- [THE PROBLEM]: Work through the lines of the material below, note those with the word "logo", and give their number, nothing else.

- [DATA RECORDS]:
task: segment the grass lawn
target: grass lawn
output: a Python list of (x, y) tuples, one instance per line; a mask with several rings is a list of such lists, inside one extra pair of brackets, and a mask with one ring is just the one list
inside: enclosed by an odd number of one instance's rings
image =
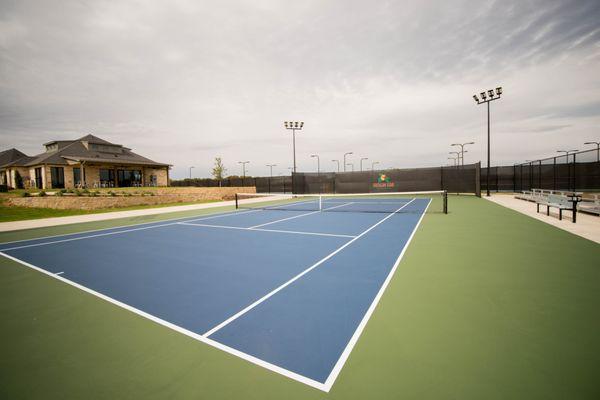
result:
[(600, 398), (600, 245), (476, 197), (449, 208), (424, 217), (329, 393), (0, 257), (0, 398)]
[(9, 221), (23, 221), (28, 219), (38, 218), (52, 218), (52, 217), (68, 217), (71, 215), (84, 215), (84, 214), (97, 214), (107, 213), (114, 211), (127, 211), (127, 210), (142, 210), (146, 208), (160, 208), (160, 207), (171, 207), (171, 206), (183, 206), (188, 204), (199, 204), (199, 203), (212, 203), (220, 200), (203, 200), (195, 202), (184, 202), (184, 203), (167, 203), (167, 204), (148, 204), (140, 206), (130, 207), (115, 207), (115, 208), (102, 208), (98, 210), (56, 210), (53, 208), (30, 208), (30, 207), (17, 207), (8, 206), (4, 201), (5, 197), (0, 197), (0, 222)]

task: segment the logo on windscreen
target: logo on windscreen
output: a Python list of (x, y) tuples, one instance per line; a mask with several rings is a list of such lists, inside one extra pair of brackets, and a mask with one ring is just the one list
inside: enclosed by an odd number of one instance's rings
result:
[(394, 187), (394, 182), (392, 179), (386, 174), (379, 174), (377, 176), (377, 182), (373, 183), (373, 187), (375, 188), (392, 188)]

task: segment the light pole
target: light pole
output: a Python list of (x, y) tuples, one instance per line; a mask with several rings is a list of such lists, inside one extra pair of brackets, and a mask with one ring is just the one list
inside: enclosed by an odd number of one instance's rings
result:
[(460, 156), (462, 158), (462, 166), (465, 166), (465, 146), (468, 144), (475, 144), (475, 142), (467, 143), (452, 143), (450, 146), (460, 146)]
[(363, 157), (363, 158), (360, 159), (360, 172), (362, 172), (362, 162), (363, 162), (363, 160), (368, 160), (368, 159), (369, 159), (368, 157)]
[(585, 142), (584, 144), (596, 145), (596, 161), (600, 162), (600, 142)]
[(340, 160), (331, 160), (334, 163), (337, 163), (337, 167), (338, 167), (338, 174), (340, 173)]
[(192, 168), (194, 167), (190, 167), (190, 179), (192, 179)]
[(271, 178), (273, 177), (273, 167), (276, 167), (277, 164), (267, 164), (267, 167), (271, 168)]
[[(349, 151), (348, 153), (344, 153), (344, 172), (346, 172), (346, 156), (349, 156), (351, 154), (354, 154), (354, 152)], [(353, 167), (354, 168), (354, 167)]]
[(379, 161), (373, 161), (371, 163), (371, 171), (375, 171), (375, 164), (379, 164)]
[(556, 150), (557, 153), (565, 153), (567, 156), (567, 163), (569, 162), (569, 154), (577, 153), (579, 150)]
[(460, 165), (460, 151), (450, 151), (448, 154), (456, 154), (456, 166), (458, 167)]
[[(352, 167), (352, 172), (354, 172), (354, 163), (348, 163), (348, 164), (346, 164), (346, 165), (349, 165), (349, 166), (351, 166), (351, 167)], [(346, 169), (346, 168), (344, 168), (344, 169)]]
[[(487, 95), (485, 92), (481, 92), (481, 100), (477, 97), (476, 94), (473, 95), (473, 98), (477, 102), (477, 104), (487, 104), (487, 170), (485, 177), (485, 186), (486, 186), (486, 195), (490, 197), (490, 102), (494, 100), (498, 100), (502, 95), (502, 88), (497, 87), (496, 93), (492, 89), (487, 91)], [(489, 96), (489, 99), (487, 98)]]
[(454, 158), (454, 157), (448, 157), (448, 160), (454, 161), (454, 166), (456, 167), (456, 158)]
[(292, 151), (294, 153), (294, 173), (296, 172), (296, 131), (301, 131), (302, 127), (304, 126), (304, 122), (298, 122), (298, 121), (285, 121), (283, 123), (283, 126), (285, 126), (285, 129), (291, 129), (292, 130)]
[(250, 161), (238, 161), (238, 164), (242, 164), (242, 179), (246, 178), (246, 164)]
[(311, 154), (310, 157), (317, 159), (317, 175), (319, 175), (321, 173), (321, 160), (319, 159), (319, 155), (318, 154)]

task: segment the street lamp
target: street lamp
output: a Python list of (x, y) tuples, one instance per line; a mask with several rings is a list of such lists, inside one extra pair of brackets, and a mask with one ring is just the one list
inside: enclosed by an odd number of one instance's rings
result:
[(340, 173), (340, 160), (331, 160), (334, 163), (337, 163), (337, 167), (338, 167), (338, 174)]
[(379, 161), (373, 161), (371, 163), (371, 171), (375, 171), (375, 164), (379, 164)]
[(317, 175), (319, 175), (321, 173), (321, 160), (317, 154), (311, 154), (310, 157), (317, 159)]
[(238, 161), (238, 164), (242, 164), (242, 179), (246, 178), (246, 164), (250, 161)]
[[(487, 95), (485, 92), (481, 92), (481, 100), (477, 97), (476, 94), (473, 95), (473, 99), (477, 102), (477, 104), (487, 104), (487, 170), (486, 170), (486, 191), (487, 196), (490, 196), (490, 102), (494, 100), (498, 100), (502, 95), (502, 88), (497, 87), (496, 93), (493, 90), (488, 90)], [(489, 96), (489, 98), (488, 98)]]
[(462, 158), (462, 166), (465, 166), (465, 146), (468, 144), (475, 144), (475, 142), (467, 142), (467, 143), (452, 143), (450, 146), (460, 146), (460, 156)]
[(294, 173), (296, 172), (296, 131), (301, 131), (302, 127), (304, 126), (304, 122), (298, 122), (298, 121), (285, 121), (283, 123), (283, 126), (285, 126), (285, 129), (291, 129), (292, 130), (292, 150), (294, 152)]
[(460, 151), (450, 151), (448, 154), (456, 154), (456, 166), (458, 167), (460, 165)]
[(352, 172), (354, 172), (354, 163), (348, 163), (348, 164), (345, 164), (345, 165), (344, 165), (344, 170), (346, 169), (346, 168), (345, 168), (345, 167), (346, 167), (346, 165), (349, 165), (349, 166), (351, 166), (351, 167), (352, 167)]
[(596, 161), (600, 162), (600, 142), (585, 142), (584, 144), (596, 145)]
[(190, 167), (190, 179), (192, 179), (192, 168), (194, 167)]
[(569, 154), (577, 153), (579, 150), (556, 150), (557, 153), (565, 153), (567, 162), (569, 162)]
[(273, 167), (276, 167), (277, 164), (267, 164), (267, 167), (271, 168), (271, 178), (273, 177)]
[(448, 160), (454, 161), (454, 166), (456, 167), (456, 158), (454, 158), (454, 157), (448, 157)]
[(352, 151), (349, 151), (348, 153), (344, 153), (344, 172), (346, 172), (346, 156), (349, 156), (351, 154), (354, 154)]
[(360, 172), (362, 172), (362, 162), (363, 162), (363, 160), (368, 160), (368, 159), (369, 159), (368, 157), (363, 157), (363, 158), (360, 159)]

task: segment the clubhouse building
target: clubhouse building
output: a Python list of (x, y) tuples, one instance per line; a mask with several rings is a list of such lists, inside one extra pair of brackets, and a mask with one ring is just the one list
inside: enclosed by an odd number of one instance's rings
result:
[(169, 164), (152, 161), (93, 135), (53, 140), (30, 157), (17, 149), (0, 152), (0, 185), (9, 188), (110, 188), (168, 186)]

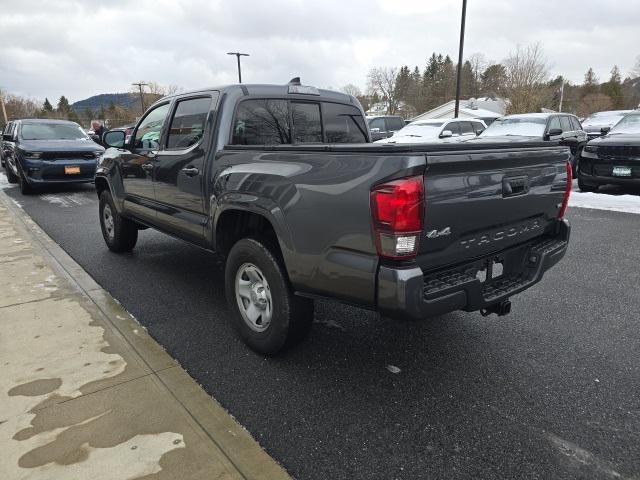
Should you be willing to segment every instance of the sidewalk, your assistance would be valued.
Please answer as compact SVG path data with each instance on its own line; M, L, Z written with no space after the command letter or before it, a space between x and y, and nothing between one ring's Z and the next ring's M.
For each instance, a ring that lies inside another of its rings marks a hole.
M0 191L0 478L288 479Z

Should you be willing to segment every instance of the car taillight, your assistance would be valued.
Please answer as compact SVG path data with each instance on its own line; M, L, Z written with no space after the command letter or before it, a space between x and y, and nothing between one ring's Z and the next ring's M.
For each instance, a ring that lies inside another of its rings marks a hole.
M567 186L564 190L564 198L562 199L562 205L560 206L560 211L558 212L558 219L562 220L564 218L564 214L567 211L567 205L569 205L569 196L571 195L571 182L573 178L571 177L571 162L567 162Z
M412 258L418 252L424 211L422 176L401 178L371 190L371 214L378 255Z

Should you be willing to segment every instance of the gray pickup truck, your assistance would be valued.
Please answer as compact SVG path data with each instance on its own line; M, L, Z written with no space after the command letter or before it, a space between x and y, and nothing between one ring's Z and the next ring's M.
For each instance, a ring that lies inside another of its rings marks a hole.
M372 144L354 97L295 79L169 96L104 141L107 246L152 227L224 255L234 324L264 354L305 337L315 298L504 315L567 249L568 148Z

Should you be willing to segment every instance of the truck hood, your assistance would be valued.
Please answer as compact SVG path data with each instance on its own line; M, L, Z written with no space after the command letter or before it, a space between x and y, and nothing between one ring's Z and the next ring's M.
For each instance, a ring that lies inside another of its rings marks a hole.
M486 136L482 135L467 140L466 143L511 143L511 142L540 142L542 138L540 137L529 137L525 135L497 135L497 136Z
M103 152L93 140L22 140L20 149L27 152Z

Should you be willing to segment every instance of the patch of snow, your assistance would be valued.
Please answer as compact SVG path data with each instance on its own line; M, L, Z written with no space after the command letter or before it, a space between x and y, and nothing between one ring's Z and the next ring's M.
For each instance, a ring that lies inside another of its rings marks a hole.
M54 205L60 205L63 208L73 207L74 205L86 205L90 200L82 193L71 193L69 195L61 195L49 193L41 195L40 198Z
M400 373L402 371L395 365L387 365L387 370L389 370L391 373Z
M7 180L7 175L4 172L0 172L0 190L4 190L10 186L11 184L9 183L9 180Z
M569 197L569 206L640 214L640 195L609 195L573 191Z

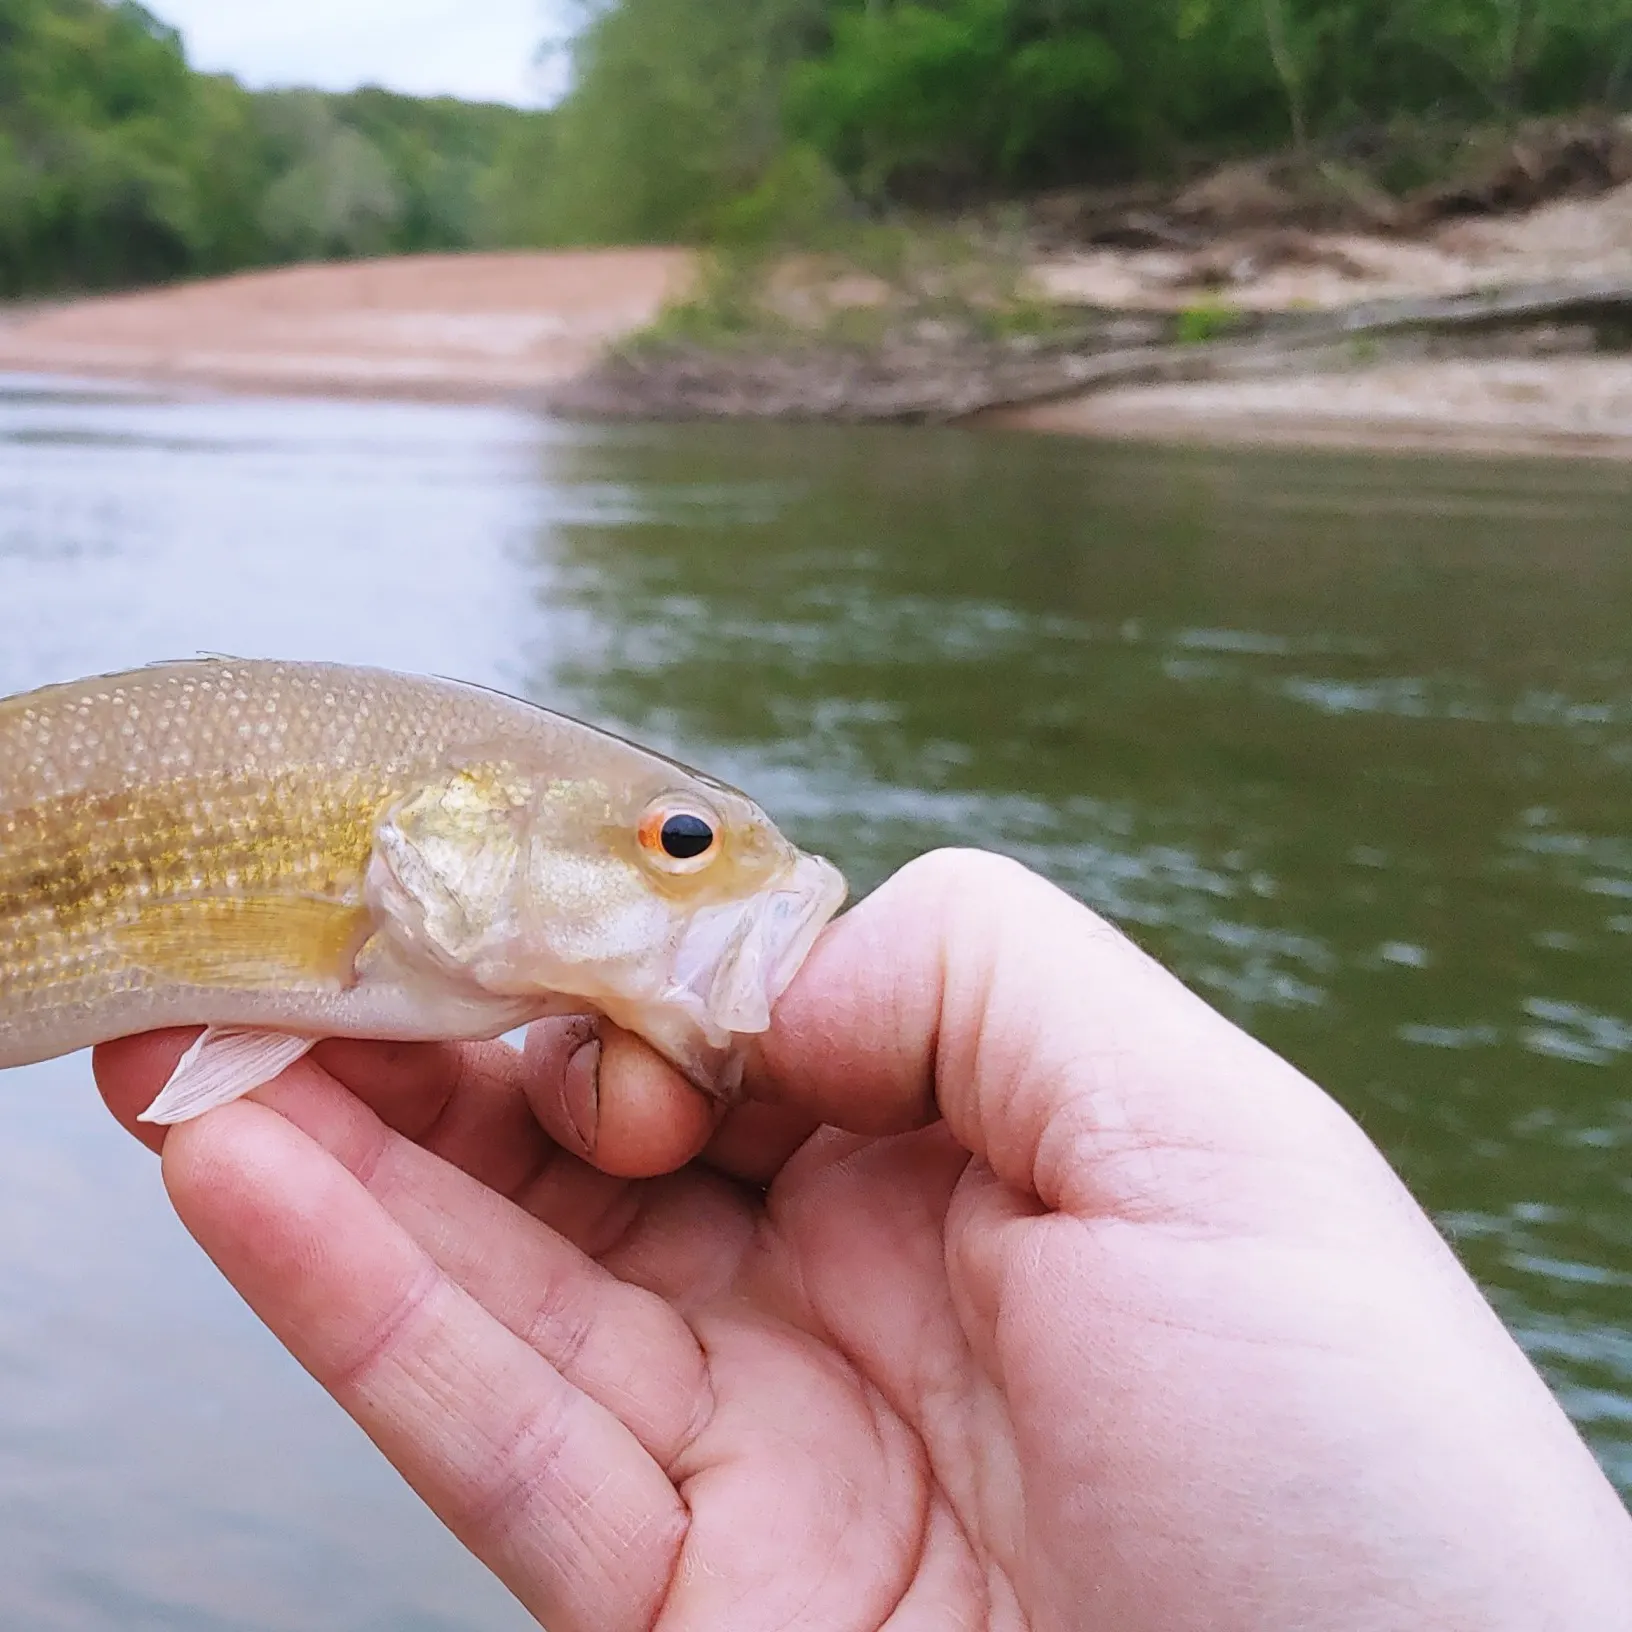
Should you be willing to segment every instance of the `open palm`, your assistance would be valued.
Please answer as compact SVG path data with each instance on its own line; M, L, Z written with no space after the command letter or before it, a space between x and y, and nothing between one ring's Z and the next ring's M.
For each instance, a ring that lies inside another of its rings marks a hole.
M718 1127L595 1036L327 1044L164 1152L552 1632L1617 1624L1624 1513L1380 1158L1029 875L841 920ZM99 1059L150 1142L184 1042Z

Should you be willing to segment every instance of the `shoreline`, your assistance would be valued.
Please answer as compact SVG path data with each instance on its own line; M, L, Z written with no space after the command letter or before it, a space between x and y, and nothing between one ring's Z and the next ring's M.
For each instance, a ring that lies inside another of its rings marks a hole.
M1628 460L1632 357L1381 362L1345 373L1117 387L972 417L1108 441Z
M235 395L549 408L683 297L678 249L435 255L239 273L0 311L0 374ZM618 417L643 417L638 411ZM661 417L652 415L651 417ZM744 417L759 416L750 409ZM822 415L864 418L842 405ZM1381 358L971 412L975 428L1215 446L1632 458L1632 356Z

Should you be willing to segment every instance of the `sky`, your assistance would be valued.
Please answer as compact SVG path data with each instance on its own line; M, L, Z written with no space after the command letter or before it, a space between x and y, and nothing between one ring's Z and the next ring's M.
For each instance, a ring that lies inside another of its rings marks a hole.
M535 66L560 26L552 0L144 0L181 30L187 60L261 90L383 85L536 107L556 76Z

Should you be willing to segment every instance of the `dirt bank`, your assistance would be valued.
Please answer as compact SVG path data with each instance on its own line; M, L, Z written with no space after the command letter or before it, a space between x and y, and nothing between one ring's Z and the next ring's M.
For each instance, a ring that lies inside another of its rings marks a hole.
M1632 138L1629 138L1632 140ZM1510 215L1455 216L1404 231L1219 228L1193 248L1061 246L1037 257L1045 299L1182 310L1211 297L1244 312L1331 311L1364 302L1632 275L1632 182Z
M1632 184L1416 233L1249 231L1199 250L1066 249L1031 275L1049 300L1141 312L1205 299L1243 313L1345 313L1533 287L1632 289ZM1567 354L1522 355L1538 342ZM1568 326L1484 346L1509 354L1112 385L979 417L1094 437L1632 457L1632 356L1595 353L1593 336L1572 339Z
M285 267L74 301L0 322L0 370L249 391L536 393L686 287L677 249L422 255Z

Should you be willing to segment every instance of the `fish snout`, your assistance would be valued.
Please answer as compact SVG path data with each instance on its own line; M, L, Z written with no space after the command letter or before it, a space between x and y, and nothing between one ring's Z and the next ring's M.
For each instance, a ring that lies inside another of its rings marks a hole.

- [EXPECTED ANSWER]: 2